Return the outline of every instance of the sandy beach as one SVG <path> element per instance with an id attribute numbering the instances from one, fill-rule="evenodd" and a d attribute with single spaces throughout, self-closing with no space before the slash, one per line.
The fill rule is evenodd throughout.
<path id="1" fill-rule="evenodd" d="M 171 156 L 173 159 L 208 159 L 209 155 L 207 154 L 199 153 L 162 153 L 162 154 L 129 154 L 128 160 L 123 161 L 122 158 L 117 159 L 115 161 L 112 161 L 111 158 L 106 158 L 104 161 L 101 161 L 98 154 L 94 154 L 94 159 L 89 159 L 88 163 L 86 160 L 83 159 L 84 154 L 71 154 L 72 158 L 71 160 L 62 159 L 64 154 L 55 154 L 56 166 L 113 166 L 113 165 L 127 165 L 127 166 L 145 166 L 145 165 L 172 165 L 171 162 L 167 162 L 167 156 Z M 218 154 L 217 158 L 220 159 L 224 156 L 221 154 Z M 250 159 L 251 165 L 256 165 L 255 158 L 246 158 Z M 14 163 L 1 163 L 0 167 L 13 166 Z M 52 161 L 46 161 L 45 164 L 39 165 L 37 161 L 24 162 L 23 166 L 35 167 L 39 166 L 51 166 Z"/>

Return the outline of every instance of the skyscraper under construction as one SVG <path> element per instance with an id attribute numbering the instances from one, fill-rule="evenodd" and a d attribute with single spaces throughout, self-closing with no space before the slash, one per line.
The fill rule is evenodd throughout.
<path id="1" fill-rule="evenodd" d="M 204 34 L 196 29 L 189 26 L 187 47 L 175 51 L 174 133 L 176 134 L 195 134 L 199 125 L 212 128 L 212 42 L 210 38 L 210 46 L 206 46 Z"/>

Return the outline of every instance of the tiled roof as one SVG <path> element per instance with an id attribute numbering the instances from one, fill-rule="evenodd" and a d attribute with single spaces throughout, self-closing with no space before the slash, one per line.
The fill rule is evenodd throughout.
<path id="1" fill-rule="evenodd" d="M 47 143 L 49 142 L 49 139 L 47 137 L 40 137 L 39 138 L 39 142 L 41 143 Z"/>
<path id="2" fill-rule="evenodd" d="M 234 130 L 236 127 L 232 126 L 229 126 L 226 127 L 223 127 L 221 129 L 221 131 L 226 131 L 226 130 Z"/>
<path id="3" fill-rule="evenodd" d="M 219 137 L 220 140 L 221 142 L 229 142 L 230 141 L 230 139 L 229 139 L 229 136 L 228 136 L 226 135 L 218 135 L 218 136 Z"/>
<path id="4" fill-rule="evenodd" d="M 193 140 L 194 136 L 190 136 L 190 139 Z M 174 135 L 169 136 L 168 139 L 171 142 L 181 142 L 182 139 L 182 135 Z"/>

· · · ·

Your task
Copy out verbatim every line of the material above, from the line holding "Return the outline of every instance of the tiled" through the end of the material, both ends included.

Solution to this exercise
Return the outline of every instance of the tiled roof as one SVG <path> element per instance with an id attribute numbering the instances from one, fill-rule="evenodd" and a d attribute with single spaces throughout, self-closing with no space before the slash, one per line.
The fill rule is evenodd throughout.
<path id="1" fill-rule="evenodd" d="M 47 143 L 49 142 L 49 139 L 47 137 L 40 137 L 39 138 L 39 142 L 41 143 Z"/>
<path id="2" fill-rule="evenodd" d="M 234 130 L 236 127 L 232 126 L 229 126 L 226 127 L 223 127 L 221 129 L 221 131 L 226 131 L 226 130 Z"/>
<path id="3" fill-rule="evenodd" d="M 219 137 L 220 140 L 221 142 L 229 142 L 230 141 L 230 139 L 229 139 L 229 136 L 228 136 L 226 135 L 218 135 L 218 136 Z"/>
<path id="4" fill-rule="evenodd" d="M 193 140 L 194 136 L 190 136 L 190 139 Z M 174 135 L 169 136 L 168 139 L 171 142 L 181 142 L 182 139 L 182 135 Z"/>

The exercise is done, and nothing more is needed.